**Records for this task**.
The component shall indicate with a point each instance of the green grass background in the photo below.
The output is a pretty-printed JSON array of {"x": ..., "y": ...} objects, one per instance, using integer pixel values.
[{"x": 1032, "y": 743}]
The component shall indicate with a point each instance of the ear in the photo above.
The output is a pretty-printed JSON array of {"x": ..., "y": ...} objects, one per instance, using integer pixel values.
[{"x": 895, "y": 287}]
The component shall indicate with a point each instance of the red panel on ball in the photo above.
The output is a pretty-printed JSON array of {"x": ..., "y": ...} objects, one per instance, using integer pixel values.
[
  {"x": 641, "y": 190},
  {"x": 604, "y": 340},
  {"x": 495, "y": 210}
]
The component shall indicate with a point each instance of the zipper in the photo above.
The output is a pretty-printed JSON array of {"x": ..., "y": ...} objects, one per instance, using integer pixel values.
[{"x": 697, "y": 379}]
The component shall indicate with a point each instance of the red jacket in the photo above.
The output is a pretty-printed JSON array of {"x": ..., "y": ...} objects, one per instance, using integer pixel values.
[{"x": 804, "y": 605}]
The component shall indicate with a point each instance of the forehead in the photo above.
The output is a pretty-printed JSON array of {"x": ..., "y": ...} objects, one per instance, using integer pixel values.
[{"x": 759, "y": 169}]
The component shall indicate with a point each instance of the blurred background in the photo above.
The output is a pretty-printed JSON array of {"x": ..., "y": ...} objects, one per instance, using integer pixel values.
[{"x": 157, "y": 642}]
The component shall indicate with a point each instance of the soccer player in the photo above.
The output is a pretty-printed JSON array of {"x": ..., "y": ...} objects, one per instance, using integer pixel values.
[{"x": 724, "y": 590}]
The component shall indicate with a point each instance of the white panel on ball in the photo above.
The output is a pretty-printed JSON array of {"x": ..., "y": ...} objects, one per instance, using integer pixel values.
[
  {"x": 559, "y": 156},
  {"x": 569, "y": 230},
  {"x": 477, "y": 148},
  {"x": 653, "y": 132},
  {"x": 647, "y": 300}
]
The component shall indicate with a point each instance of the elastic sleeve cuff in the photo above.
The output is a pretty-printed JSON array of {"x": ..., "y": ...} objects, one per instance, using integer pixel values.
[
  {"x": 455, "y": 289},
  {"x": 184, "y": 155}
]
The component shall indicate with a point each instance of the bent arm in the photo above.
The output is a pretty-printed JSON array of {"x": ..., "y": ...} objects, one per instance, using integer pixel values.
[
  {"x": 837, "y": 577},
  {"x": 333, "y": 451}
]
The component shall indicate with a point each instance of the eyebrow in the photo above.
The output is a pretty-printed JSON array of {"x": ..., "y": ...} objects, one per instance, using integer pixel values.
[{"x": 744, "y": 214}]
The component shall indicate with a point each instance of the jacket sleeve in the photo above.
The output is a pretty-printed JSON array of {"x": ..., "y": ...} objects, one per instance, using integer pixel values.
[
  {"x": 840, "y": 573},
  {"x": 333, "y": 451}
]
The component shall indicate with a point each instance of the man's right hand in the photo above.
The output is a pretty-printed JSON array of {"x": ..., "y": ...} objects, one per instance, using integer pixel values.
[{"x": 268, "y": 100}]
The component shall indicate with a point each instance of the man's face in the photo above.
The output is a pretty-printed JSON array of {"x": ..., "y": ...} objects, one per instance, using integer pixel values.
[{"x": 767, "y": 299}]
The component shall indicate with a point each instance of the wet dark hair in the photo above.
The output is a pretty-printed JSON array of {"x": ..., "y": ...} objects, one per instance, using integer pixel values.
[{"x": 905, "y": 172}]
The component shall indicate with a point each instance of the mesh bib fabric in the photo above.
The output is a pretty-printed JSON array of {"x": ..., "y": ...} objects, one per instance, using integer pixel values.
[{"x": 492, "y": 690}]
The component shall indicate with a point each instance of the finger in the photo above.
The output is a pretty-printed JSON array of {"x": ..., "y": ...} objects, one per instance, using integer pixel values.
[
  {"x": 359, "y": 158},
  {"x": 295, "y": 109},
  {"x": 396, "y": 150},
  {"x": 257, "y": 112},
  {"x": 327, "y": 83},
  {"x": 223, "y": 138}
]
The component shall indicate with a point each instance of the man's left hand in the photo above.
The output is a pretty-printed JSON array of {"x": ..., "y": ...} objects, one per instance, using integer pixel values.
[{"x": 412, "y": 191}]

**Written request**.
Copy the part of the records above that opens with the line containing "left hand in the photo above." and runs through the end of the records, keeping every character unchanged.

**Answer below**.
The component shall indicate with a point each instance of the man's left hand in the photo above.
The output is a pretty-printed JSON array of {"x": ..., "y": ...} objects, one per instance, using integer pixel values.
[{"x": 412, "y": 191}]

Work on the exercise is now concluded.